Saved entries
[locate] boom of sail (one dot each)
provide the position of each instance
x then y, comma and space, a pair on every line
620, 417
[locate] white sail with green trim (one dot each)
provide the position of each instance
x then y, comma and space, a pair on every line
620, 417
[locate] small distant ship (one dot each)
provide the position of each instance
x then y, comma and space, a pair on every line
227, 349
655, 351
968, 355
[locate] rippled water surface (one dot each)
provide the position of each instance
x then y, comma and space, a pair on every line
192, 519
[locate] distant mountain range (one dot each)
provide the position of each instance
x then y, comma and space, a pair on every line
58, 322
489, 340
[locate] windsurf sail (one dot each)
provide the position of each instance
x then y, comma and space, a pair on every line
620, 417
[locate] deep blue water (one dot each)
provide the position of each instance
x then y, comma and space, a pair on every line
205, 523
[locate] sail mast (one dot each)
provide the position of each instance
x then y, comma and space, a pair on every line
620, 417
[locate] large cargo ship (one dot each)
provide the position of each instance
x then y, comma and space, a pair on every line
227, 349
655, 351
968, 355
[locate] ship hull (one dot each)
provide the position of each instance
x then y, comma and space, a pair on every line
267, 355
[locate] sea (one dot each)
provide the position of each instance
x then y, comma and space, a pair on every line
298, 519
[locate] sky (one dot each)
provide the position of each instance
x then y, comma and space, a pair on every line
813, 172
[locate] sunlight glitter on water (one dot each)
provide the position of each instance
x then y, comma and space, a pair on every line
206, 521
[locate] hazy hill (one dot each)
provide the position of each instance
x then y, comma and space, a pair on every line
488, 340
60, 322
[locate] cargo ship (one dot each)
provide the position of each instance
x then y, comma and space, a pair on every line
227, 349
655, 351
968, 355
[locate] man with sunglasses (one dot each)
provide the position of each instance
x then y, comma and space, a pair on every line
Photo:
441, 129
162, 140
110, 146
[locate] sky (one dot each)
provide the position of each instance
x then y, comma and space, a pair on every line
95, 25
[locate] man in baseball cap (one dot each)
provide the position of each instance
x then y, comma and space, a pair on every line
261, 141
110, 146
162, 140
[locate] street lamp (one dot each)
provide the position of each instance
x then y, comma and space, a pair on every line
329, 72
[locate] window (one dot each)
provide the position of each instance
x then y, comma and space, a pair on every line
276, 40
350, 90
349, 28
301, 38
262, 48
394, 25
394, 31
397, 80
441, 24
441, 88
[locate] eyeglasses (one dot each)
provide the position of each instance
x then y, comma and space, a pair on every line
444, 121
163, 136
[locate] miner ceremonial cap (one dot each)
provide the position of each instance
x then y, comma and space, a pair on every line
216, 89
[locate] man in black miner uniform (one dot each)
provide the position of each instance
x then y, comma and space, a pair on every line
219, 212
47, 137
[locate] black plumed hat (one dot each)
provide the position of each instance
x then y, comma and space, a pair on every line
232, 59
* * *
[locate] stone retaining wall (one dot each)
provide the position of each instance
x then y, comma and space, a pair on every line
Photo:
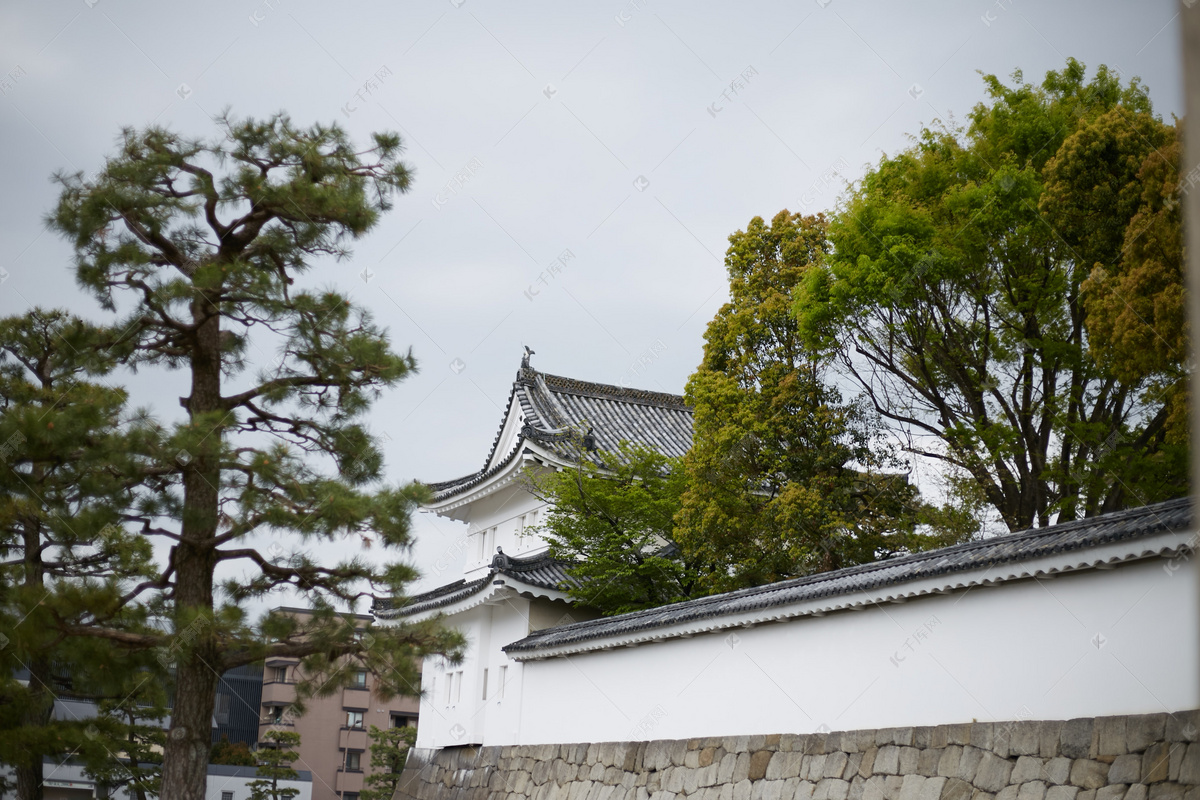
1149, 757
* * *
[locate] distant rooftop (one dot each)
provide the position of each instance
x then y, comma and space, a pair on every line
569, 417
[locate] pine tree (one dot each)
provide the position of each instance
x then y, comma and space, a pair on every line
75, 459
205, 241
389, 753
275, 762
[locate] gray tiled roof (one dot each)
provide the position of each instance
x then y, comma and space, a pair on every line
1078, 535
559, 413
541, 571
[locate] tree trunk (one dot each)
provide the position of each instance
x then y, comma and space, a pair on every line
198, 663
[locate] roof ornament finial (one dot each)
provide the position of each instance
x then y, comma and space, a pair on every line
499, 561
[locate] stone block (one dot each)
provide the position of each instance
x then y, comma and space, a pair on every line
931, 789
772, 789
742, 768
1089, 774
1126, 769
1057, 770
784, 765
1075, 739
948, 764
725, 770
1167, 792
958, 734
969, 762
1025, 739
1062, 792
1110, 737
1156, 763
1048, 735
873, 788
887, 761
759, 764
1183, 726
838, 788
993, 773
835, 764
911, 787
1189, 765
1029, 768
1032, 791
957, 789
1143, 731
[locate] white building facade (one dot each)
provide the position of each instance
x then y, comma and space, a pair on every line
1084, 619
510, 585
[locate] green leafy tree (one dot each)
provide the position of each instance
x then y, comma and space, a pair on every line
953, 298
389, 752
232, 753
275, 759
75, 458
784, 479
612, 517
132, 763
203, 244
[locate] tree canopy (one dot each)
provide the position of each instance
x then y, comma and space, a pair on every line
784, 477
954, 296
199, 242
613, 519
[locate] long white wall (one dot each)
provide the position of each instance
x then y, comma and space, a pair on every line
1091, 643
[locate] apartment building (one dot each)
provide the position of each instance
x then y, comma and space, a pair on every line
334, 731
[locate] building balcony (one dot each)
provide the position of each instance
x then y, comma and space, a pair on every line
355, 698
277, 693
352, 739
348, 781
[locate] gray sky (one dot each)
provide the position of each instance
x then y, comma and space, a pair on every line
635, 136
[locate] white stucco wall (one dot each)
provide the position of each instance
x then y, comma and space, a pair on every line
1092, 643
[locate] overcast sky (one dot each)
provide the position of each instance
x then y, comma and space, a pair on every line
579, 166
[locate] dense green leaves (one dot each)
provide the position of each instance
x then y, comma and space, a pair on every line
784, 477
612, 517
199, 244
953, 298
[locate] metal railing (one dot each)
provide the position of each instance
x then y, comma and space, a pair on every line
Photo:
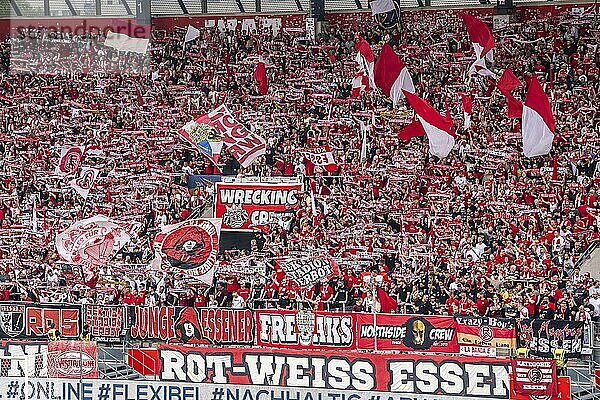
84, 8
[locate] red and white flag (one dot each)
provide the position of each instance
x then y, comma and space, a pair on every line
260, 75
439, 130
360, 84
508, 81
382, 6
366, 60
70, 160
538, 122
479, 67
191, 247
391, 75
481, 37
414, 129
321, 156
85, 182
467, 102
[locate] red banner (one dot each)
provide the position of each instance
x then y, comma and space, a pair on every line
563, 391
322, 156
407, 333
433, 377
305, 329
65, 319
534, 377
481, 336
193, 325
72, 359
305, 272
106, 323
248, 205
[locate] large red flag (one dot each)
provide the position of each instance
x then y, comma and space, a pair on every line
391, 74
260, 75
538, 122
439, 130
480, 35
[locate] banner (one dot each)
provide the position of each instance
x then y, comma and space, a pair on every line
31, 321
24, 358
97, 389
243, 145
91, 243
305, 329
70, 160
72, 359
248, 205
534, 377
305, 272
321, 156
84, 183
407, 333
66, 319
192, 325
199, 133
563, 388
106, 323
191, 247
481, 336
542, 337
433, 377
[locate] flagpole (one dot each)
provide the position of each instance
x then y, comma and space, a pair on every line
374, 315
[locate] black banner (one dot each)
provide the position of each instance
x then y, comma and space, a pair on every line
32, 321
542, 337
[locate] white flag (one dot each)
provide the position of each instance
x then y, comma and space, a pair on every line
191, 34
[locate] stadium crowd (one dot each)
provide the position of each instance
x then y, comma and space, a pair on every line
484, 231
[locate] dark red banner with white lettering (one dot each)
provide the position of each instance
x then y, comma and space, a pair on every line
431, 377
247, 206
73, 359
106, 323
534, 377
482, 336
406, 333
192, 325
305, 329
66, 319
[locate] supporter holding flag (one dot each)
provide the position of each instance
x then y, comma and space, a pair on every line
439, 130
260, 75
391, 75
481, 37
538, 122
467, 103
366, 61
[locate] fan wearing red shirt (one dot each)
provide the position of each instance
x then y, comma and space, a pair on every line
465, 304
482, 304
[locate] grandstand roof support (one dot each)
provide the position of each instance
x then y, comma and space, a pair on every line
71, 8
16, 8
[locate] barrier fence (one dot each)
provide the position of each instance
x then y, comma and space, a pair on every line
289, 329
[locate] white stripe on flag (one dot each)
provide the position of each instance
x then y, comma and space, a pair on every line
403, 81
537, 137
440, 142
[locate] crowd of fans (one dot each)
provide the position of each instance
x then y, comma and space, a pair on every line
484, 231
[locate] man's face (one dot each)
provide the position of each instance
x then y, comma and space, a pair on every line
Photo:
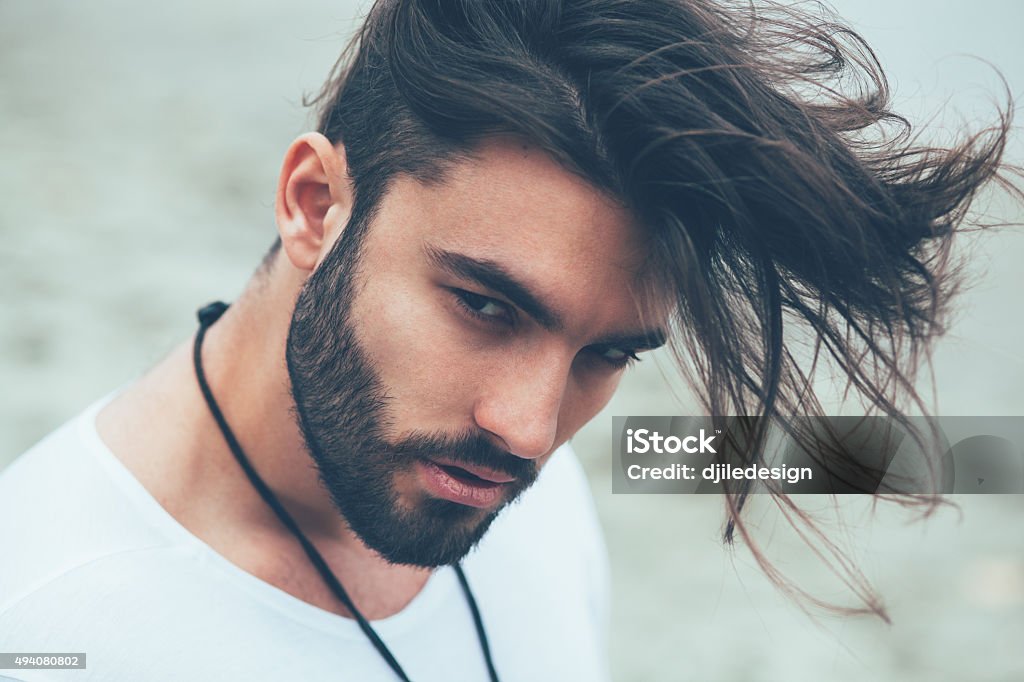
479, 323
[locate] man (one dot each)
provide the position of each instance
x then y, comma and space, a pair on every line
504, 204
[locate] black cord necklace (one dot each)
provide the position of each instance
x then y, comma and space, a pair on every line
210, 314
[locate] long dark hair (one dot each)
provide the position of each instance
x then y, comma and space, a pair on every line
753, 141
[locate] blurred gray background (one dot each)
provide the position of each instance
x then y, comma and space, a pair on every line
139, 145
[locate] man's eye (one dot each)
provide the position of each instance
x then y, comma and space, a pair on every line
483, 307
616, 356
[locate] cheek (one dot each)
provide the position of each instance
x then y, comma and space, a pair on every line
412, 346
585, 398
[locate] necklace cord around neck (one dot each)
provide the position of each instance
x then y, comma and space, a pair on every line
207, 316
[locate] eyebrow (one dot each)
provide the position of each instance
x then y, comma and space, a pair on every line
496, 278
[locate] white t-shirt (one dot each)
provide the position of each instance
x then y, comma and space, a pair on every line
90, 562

Problem to work on
For each line of the entries that contains the word "building", make a copy.

Result of the task
[locate] white building facade (one dot each)
[locate] apartment building (one dot each)
[locate] building balcony (one dot each)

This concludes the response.